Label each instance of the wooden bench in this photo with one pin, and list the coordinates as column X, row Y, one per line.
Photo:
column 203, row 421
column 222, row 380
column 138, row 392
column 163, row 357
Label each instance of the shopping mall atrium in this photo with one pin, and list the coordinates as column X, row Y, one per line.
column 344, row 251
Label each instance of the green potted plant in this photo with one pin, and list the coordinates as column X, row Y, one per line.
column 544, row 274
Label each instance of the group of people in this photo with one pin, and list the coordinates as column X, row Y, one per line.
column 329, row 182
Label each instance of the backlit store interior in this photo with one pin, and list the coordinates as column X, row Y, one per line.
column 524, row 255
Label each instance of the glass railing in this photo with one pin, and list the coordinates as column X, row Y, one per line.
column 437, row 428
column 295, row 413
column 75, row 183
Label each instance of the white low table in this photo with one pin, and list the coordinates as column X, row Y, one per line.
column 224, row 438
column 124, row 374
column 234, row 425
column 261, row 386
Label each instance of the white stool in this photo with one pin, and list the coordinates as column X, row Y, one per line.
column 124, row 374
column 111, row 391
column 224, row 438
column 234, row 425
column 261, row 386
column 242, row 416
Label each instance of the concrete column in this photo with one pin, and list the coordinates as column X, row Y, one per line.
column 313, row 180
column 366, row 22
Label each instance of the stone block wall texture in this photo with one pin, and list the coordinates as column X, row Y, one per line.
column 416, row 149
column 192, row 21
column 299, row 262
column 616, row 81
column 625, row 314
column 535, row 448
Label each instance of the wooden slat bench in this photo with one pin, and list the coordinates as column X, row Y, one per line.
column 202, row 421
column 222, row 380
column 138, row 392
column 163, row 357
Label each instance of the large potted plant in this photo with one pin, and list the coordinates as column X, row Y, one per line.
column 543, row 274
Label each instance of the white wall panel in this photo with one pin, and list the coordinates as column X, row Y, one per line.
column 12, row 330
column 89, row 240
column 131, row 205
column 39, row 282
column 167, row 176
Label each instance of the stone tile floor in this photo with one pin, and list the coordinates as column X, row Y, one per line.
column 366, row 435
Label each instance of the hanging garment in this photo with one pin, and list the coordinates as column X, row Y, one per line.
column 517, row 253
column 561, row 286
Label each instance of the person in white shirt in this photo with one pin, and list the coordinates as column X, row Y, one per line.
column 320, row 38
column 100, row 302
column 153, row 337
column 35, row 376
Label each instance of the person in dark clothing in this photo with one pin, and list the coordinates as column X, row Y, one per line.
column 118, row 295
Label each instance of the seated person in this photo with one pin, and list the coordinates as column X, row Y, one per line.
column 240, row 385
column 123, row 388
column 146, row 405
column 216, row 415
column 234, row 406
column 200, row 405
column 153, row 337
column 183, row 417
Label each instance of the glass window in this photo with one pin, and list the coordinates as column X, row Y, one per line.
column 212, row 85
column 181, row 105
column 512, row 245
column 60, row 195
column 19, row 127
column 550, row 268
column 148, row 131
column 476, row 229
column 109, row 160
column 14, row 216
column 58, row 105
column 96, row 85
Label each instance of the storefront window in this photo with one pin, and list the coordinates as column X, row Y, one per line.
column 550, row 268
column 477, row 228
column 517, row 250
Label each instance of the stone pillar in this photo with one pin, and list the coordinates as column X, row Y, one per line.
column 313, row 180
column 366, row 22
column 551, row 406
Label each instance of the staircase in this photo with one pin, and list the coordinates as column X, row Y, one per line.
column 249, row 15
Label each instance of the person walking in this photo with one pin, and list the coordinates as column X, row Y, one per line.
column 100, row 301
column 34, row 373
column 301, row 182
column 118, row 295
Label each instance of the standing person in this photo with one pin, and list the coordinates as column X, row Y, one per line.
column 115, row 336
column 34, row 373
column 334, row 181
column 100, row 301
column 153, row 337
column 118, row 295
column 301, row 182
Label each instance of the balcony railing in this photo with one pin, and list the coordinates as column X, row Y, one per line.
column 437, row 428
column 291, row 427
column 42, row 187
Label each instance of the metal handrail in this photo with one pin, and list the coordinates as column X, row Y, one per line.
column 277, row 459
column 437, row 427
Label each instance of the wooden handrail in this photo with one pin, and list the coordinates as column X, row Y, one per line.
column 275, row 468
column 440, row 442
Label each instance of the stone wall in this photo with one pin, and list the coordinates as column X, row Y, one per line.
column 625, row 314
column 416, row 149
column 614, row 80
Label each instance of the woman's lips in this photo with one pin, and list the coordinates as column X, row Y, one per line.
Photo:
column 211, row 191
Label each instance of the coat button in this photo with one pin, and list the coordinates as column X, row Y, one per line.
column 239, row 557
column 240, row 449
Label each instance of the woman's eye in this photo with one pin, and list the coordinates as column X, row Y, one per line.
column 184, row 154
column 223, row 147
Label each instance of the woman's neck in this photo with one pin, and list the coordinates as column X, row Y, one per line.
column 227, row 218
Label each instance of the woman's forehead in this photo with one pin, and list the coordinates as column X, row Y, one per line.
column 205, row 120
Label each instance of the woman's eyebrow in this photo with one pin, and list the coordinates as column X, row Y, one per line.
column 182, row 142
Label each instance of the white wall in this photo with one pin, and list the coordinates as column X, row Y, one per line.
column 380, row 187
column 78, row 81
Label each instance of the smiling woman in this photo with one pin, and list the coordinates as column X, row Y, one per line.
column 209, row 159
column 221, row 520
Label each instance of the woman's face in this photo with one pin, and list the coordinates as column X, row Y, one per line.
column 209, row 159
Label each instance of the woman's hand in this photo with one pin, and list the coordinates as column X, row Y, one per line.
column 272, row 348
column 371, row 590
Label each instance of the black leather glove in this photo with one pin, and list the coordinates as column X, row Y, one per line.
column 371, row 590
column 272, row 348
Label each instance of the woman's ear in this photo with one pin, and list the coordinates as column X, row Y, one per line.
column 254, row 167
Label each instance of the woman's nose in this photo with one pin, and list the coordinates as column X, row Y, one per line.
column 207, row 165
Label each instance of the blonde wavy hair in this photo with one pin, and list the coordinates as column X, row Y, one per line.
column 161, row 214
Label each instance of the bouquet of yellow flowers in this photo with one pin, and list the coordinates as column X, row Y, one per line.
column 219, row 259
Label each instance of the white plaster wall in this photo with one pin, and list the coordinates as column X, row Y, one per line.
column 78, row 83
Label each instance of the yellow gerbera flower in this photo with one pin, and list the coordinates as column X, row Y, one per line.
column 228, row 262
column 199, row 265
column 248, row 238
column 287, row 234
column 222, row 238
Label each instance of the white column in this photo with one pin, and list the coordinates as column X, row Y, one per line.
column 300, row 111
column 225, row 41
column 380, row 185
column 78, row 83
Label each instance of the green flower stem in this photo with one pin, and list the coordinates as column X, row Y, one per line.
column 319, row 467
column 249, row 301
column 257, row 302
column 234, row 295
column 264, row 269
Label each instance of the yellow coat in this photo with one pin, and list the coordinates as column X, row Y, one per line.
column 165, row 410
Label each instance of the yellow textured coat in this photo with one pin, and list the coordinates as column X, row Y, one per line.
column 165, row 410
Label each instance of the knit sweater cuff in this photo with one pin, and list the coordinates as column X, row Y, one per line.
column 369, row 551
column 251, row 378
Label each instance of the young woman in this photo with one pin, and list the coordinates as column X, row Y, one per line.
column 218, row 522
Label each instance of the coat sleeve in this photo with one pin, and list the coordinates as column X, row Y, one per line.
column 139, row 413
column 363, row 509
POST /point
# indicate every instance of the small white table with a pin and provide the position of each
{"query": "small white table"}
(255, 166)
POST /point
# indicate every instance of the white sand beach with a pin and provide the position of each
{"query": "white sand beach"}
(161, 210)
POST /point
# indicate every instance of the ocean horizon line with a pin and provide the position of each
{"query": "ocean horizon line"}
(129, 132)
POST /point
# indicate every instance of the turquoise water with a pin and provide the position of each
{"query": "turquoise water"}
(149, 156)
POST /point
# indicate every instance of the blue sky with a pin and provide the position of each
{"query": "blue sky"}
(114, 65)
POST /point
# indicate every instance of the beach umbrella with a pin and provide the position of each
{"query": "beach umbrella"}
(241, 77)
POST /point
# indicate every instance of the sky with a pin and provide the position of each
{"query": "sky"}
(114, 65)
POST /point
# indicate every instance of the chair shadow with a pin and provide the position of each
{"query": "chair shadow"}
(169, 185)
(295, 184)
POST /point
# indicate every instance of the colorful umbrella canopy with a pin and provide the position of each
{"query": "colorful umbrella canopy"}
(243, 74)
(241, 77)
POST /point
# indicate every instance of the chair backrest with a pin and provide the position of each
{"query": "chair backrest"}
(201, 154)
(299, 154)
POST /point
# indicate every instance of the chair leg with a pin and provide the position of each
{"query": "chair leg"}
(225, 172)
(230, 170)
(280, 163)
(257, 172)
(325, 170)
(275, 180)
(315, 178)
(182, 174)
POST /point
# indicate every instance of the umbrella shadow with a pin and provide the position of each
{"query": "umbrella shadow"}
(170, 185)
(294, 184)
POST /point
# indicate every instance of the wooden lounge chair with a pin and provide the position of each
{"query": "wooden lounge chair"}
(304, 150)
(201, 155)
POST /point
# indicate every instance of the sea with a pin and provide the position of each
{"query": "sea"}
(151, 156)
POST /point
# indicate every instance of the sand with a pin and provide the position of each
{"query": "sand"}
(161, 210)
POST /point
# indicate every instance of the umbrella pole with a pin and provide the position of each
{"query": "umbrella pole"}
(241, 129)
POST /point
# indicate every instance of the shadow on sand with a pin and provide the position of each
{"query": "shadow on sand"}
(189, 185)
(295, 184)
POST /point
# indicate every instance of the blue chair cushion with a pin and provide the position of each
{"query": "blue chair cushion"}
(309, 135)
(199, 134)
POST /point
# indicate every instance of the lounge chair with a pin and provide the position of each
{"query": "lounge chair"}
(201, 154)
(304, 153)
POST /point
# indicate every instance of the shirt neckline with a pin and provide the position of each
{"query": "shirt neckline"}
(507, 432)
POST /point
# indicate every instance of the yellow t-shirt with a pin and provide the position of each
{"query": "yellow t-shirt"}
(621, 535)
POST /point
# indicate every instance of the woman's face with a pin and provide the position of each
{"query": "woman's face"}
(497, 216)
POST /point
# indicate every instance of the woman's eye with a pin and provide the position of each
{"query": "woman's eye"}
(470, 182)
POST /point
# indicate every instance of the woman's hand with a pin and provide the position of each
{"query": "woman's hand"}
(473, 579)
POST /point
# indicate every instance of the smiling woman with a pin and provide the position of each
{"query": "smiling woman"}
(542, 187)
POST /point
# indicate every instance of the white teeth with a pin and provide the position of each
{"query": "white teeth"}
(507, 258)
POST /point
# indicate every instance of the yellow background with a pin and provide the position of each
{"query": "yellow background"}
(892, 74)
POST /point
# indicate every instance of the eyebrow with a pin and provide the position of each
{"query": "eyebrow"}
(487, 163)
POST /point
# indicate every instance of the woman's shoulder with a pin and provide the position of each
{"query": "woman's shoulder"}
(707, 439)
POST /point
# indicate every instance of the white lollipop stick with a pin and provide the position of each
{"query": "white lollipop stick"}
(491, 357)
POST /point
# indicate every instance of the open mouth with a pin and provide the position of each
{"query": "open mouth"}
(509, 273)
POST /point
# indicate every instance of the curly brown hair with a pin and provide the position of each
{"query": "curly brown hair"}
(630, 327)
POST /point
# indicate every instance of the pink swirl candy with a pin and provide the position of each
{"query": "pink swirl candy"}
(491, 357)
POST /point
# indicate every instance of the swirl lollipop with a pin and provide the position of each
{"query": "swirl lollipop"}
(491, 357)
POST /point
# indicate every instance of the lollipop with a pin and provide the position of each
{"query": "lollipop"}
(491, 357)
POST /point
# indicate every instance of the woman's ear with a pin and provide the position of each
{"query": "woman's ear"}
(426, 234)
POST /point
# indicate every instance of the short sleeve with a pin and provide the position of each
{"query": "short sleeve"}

TASK PROMPT: Considering only the data above, return the lines in which "short" occurs.

SOLUTION FOR THIS EXERCISE:
# indicate every instance of the short sleeve with a pin and provide the position of each
{"query": "short sleeve"}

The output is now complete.